**Problems:**
1: According to the Kevin Hallock biography, which school did he graduate first in his class from in 1987?
2: Copy everything in the Kevin Hallock biography from "11th President of" down to "Princeton University (PhD)".

11th President of the University of Richmond
- Incumbent
- Assumed office August 15, 2021
- Preceded by: Ronald Crutcher

Personal details
- Born: Kevin F. Hallock March 10, 1969 (age 56) Palo Alto, California, U.S.
- Spouse: Tina Hallock ​(m. 1991)​
- Children: 2
- Education: University of Massachusetts Amherst (BA) Princeton University (PhD)
- Profession: Educator; academic administrator; economist;

= Kevin Hallock =

American economist and academic administrator (born 1969)

Kevin F. Hallock (born March 10, 1969) is an American economist and academic administrator serving as president of the University of Richmond since 2021. Before coming to Richmond, he was the Dean of the SC Johnson College of Business at Cornell University from 2018 to 2021.

==Early life and education==
Kevin Hallock was born on March 10, 1969, in Palo Alto, California but grew up in Hadley, Massachusetts. He graduated first in his class from Hopkins Academy in 1987, upon which he attended the University of Massachusetts at Amherst, where he was inducted into Phi Beta Kappa. Hallock graduated summa cum laude with a degree in economics in 1991 and subsequently received a Master of Arts in 1993 and a Ph.D. in 1995 from Princeton University.

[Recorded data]
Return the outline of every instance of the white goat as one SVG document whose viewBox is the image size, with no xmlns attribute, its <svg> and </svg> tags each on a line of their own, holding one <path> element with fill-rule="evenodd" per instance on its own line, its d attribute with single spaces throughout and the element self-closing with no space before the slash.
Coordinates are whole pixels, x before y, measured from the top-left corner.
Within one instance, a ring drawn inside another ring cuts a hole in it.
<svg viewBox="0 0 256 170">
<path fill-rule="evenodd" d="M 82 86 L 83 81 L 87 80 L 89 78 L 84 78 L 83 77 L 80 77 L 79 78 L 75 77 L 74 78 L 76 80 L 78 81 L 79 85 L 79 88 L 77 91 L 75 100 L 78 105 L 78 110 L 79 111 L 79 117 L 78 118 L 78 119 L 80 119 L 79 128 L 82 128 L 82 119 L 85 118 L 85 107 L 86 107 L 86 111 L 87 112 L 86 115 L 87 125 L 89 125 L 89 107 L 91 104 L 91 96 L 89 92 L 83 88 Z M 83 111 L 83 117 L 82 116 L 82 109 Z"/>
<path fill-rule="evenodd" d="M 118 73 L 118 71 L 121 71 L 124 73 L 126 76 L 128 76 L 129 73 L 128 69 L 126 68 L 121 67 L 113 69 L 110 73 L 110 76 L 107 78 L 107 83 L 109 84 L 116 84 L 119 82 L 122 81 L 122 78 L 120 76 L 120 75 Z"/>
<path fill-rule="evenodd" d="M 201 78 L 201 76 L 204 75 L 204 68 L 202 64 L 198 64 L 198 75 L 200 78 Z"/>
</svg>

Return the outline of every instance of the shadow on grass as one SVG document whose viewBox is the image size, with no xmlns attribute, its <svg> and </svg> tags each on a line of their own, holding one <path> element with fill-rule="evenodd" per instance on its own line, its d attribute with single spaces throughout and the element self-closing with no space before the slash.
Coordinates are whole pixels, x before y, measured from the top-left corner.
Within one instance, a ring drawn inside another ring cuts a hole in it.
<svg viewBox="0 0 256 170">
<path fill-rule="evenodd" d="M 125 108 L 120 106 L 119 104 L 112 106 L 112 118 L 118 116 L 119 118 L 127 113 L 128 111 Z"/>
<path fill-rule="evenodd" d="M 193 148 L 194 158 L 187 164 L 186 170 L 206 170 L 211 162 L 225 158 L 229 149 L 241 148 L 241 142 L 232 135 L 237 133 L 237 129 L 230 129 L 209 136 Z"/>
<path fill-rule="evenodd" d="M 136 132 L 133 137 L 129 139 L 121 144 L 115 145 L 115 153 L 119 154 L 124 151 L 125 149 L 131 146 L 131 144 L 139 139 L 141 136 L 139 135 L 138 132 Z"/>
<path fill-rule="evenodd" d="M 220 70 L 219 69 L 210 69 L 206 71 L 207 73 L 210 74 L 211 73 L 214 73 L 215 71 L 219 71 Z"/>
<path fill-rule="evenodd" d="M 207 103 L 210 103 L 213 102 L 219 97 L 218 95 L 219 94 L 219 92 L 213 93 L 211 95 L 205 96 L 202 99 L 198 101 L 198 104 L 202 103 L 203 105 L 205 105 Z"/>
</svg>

==

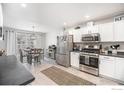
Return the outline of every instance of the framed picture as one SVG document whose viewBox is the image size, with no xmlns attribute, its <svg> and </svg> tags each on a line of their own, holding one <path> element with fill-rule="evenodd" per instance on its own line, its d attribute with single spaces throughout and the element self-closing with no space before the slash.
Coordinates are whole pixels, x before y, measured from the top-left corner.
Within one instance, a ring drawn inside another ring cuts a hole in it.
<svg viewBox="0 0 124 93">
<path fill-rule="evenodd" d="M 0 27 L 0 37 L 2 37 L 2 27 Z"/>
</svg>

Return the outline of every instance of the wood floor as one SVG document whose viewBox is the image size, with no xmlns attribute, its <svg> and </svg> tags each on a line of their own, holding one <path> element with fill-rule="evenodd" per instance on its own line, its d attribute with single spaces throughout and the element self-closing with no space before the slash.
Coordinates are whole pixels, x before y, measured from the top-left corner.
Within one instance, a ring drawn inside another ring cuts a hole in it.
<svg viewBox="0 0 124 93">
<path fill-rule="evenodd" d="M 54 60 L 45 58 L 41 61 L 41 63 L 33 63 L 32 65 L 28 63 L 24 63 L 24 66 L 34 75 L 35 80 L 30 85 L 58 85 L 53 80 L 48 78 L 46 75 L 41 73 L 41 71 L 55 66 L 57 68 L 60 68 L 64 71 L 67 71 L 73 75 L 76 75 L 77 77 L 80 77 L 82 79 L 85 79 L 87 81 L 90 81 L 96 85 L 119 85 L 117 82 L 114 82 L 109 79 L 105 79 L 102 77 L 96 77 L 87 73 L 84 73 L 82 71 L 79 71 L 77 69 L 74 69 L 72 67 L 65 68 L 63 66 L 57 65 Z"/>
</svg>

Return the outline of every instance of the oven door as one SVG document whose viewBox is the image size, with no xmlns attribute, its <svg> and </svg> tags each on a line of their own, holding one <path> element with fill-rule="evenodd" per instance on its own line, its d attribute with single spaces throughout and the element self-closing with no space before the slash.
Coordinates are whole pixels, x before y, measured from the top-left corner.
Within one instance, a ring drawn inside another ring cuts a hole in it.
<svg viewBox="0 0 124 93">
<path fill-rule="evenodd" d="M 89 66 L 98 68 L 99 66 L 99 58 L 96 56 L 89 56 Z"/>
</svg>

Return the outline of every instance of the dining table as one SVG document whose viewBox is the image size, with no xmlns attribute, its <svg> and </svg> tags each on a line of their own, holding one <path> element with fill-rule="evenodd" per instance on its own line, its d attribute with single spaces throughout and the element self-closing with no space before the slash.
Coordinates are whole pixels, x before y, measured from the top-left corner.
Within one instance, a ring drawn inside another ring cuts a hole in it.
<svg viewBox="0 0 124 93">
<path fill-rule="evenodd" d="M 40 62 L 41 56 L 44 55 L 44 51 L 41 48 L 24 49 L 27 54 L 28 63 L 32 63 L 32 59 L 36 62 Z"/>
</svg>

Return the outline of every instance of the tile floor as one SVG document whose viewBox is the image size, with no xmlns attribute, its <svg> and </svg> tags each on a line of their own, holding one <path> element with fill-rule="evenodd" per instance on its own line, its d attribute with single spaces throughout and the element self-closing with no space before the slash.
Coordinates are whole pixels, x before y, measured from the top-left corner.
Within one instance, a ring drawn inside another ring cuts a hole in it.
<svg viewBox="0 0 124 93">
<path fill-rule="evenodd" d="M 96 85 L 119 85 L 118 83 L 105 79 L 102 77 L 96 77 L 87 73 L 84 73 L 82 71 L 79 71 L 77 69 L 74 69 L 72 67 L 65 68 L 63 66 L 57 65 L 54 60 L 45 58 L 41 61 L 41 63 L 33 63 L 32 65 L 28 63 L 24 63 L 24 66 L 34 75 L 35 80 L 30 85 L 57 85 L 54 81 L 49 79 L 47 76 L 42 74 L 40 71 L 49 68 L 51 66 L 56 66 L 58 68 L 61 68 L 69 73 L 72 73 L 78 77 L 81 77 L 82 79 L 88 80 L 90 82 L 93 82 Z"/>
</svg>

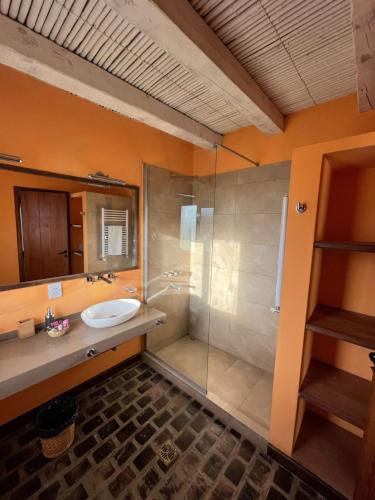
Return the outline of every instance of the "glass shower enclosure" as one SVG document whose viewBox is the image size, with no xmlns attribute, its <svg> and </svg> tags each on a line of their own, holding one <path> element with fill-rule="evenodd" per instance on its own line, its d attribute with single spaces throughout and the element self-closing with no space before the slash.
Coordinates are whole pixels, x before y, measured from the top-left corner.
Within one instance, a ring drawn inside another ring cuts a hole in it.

---

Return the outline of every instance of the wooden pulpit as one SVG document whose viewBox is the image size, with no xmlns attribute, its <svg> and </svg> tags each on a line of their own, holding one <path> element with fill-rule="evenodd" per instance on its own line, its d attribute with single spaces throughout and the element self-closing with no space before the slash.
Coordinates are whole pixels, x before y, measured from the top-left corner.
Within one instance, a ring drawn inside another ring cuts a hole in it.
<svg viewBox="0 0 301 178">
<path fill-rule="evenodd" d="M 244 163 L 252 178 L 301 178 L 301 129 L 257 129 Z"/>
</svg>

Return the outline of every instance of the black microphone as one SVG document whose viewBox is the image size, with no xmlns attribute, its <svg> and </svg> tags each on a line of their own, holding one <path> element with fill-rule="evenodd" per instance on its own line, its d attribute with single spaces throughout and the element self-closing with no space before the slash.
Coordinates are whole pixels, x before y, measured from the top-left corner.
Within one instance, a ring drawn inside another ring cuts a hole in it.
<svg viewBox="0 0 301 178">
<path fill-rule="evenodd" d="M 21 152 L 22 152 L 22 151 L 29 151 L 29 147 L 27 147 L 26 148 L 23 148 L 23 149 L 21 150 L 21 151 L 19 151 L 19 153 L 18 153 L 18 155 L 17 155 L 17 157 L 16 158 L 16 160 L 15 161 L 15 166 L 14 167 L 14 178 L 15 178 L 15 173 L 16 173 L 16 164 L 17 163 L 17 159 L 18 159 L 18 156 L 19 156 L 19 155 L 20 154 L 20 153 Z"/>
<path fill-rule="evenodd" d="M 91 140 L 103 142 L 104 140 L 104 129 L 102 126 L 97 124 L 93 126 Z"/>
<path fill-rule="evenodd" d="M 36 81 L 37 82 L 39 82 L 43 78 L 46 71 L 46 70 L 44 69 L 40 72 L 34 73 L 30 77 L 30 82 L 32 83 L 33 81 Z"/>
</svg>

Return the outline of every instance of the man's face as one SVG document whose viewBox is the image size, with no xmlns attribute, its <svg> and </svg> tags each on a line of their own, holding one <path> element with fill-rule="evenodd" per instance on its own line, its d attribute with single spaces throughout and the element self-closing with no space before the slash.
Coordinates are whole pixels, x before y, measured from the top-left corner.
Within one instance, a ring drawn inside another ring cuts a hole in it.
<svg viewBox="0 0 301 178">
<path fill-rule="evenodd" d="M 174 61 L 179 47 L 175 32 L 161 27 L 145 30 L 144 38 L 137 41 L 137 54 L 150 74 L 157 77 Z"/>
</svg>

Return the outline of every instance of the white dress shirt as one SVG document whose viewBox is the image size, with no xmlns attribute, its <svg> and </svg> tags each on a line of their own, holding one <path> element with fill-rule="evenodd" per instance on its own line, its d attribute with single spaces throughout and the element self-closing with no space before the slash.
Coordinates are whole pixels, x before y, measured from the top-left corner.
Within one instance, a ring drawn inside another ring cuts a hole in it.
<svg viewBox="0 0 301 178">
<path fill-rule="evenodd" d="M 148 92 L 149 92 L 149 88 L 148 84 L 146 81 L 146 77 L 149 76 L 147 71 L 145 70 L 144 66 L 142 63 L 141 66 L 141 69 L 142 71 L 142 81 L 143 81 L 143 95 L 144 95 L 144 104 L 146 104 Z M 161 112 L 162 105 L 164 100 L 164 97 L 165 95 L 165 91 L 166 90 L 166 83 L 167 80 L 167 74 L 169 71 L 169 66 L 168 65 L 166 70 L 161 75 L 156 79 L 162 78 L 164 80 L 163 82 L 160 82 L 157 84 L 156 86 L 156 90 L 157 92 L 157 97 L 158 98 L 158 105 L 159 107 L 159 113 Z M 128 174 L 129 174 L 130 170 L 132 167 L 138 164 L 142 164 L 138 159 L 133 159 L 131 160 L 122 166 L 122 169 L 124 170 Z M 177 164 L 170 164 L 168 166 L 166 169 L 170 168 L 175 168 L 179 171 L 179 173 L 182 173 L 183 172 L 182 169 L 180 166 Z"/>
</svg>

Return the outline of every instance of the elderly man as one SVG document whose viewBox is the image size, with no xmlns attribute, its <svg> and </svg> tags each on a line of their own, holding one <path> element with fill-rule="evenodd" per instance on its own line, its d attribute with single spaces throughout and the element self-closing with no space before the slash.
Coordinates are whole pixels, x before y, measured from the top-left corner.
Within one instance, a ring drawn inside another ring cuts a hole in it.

**Answers for the exercise:**
1: Hopkins Academy

2:
11th President of the University of Richmond
- Incumbent
- Assumed office August 15, 2021
- Preceded by: Ronald Crutcher

Personal details
- Born: Kevin F. Hallock March 10, 1969 (age 56) Palo Alto, California, U.S.
- Spouse: Tina Hallock ​(m. 1991)​
- Children: 2
- Education: University of Massachusetts Amherst (BA) Princeton University (PhD)